** The data follows **
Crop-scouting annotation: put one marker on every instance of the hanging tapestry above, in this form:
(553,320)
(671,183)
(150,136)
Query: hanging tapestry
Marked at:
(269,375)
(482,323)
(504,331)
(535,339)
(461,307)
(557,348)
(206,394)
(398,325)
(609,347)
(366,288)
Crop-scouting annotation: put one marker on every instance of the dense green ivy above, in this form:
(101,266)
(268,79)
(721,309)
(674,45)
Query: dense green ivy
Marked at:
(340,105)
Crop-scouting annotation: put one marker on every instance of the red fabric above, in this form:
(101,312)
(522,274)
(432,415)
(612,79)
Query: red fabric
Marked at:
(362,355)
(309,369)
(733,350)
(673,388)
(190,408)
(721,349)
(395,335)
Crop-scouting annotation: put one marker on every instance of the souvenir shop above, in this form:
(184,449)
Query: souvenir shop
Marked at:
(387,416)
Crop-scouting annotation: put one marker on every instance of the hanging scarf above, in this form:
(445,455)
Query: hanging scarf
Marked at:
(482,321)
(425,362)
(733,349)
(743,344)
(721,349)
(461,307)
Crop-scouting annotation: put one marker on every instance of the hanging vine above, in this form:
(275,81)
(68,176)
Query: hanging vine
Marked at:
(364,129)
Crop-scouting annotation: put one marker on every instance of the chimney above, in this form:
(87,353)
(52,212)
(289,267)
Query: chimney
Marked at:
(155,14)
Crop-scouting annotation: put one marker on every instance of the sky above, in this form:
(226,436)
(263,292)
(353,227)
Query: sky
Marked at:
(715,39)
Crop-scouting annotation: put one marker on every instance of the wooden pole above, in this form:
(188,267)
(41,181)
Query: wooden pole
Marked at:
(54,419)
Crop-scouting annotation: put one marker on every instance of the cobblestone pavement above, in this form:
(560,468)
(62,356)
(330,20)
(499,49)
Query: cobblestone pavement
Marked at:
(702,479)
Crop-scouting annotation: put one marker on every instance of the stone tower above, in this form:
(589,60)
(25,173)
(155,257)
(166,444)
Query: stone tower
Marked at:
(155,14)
** End of The data **
▶ _What is required_:
The entire listing has to be written out again exactly.

▶ _Output for this exercise_:
Crop-scouting annotation: put one marker on every instance of the hanging tapestry above, in this form:
(553,320)
(671,183)
(150,136)
Query: hanging tapestry
Marked at:
(269,375)
(482,323)
(504,331)
(535,339)
(461,307)
(557,348)
(206,394)
(398,325)
(609,347)
(366,288)
Crop-scouting annotation: put one marker on every instance of the dense green ivy above, in this form:
(101,266)
(268,79)
(721,309)
(674,45)
Query: dense green ivy
Marked at:
(340,105)
Crop-scouting annotation: put one marker on every instance of the red fabric above, in this form:
(101,312)
(522,274)
(432,415)
(612,79)
Query: red fabric
Marked at:
(362,355)
(309,369)
(733,350)
(673,388)
(190,408)
(721,349)
(395,335)
Crop-scouting annotation: put one marker on every instance of the souvenir shop above, in this form:
(184,449)
Query: souvenir shop
Marked at:
(387,416)
Crop-scouting annotation: put one marker on every instance of the hanging scarf above, in this form:
(445,455)
Query: hanging scarf
Marked at:
(482,321)
(425,362)
(733,349)
(743,344)
(721,349)
(461,307)
Crop-scouting annotation: put one marker on every instance of the hanging vine above, in this form:
(275,81)
(68,176)
Query: hanging vine
Marked at:
(364,129)
Crop-scouting annotation: put one marker on every instance of the chimney above, in this form:
(87,353)
(52,212)
(289,267)
Query: chimney
Marked at:
(155,14)
Crop-scouting annotation: put one marker on every instance of the sky above, in this form:
(226,436)
(263,292)
(353,227)
Query: sky
Marked at:
(715,39)
Crop-scouting annotation: put one marker on every instance of the wooden pole above, in this form:
(188,267)
(41,181)
Query: wooden pole
Marked at:
(54,419)
Crop-scouting annotation: put one marker on every instance of the cobblestone pavement above, in this form:
(560,468)
(62,356)
(330,20)
(499,49)
Query: cobblestone pavement
Marked at:
(702,479)
Crop-scouting annotation: put one marker on every instance of the stone tower above, in this form:
(589,60)
(25,173)
(155,257)
(166,444)
Query: stone tower
Marked at:
(155,14)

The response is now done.